>> start Materials provided

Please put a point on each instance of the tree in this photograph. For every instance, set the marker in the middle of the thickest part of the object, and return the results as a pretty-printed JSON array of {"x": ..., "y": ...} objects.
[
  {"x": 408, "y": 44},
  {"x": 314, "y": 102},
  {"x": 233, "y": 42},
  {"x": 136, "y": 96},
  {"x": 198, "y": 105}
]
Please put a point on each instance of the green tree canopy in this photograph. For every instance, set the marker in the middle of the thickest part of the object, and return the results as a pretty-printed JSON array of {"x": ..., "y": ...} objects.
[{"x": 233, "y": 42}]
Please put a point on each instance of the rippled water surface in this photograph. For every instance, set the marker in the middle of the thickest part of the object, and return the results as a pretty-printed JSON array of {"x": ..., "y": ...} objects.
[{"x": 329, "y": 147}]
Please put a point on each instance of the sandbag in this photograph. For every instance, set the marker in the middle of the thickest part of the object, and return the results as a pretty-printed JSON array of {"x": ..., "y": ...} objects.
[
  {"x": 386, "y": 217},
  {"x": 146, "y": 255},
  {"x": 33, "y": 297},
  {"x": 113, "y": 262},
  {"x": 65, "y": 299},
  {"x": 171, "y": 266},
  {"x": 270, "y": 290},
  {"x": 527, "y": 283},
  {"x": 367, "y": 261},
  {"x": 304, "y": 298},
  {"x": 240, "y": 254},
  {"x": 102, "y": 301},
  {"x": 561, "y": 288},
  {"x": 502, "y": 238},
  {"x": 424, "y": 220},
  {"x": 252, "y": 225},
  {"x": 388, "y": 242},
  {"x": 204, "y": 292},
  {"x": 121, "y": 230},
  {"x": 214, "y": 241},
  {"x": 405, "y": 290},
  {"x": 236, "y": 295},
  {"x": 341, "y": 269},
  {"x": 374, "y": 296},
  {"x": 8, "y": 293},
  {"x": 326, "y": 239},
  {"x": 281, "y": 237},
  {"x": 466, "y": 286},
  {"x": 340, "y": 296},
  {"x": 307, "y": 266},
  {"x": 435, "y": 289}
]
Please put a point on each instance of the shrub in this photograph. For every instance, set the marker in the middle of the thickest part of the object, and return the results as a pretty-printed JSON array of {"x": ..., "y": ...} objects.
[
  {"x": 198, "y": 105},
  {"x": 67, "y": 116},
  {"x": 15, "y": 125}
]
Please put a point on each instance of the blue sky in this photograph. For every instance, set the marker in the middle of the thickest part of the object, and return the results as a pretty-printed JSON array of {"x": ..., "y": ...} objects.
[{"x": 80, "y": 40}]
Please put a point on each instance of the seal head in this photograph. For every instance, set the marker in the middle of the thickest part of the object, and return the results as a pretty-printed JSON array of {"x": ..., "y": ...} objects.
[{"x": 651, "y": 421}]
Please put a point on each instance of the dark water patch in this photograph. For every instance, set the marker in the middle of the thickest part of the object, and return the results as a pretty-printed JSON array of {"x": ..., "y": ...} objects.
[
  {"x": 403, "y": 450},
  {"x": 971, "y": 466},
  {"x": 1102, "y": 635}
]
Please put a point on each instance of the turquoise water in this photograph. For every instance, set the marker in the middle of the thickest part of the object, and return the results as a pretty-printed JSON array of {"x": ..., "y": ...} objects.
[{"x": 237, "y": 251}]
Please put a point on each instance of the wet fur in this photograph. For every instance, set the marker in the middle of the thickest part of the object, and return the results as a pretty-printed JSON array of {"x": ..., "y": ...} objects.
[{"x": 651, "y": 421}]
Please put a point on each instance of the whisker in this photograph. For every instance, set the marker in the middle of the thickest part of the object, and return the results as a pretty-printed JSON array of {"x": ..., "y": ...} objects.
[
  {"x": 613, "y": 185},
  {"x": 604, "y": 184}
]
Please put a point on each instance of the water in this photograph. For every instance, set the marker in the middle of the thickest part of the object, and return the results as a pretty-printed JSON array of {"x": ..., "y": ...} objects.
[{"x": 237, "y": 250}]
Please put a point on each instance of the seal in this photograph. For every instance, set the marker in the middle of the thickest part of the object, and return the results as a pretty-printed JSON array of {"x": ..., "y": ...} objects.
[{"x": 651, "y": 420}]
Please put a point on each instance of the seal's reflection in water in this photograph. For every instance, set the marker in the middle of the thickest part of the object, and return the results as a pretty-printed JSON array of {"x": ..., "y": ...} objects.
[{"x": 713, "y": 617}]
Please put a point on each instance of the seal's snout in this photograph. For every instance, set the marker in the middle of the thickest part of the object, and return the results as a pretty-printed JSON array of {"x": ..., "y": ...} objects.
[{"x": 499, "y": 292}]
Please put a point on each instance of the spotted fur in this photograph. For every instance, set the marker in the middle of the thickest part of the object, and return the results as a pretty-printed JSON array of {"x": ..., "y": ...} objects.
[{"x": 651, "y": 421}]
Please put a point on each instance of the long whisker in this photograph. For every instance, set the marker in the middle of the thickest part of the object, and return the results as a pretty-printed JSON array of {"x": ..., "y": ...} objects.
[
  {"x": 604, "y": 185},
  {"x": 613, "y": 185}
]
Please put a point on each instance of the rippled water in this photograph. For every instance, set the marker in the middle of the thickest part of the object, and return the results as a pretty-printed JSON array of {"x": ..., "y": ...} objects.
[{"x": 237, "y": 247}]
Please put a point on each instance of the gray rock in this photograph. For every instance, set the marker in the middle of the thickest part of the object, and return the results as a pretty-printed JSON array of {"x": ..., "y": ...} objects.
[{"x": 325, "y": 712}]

>> end Materials provided

■ Exercise
The lines to reproduce run from the one that contains "Please put a point on each instance of the seal's reflection" through the last line above; copy them exactly.

■ Solution below
Please put a point on each instance of the seal's reflection in water in this photograph. For every instance, set the marker in the middle of the thickest part of the object, and return the results as a pretty-printed JSON array of {"x": ..., "y": ...} objects.
[{"x": 713, "y": 617}]
Please put a point on each instance of the seal's snout in this photograph. For every instance, set the marker in the middle of the thickest part of the object, and return the results as a pretty-printed JSON array of {"x": ..., "y": ...} objects.
[{"x": 499, "y": 292}]
Please put a point on each instance of the spotted fur in this photograph. For every instance, set the marker in the middle of the thickest part of the object, and return the results as a pretty-printed JSON array of {"x": ..., "y": ...} objects.
[{"x": 651, "y": 421}]
Please put a point on each instance of the long whisker in this photograph. For every instance, set the marker in the middle of the thickest part of the object, and return the results as a pretty-printed JSON array of {"x": ..., "y": ...} objects.
[
  {"x": 604, "y": 185},
  {"x": 613, "y": 185}
]
Please put a point on each instance of the rippled water in this photograph. For every instance, set the marker in the middle of the thickest part of the object, and return the results as a pretty-printed JSON array of {"x": ..., "y": ...} objects.
[{"x": 237, "y": 247}]
Please put a point on each instance of the gray rock in this photograph. For every instance, set the marker in the middle of the thickest part of the object, and return the results as a pretty-printed JSON array of {"x": ..., "y": ...} objects.
[{"x": 325, "y": 712}]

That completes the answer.